### [Task brief]
The records below must be duplicated exactly, character for character.

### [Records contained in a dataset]
▼▼▼
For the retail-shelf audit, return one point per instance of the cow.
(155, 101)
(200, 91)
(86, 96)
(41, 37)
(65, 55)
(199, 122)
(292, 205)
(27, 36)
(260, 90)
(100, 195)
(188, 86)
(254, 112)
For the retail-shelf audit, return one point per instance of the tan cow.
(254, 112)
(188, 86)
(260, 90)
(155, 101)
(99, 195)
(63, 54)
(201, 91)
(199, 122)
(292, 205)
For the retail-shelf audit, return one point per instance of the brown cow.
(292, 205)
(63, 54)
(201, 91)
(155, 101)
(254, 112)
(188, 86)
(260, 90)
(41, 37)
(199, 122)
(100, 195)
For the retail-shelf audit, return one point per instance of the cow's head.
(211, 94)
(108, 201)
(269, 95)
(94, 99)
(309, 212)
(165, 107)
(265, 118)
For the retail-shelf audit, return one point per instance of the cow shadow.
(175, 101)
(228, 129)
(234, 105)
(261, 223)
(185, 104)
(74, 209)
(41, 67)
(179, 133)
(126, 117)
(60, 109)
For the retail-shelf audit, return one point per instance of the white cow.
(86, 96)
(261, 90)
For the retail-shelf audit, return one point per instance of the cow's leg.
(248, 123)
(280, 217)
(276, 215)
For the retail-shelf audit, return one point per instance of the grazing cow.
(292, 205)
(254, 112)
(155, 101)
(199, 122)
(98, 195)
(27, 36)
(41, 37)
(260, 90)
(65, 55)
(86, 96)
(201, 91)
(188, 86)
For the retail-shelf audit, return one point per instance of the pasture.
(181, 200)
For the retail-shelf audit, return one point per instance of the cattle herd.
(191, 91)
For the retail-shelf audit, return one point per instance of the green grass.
▲▲▲
### [Final answer]
For the retail-shelf audit, return one point per instance of the cow.
(155, 101)
(200, 91)
(86, 96)
(41, 37)
(65, 55)
(199, 122)
(292, 205)
(27, 36)
(260, 90)
(100, 195)
(188, 86)
(254, 112)
For the retail-shelf audit, return one point per instance of the tan cow.
(254, 112)
(188, 86)
(260, 90)
(155, 101)
(99, 195)
(63, 54)
(201, 91)
(199, 122)
(292, 205)
For the retail-shelf audit, return one point per instance of the brown cow.
(292, 205)
(63, 54)
(201, 91)
(155, 101)
(254, 112)
(188, 86)
(260, 90)
(41, 37)
(199, 122)
(100, 195)
For the retail-shelf audit, return one point per instance of the cow's head.
(211, 94)
(108, 201)
(269, 95)
(94, 99)
(309, 212)
(165, 107)
(265, 118)
For the retail-shelf audit, return one point per instance of the cow shadow.
(175, 101)
(228, 129)
(234, 105)
(261, 223)
(185, 104)
(74, 209)
(41, 67)
(179, 133)
(126, 117)
(60, 109)
For the retail-shelf audit, return one point per instance of the white cow.
(86, 96)
(261, 90)
For the retail-shelf audit, return one point per instance of the cow's leg.
(248, 123)
(280, 217)
(276, 215)
For the retail-shelf audit, return one point per instance of the grazing cow.
(292, 205)
(254, 112)
(155, 101)
(199, 122)
(98, 195)
(27, 36)
(41, 37)
(260, 90)
(65, 55)
(86, 96)
(201, 91)
(188, 86)
For the retail-shelf audit, return one point per instance of the pasture.
(181, 200)
For the retail-shelf audit, return one point per instance of the cattle herd.
(191, 91)
For the retail-shelf audit, return one point per instance of the green grass.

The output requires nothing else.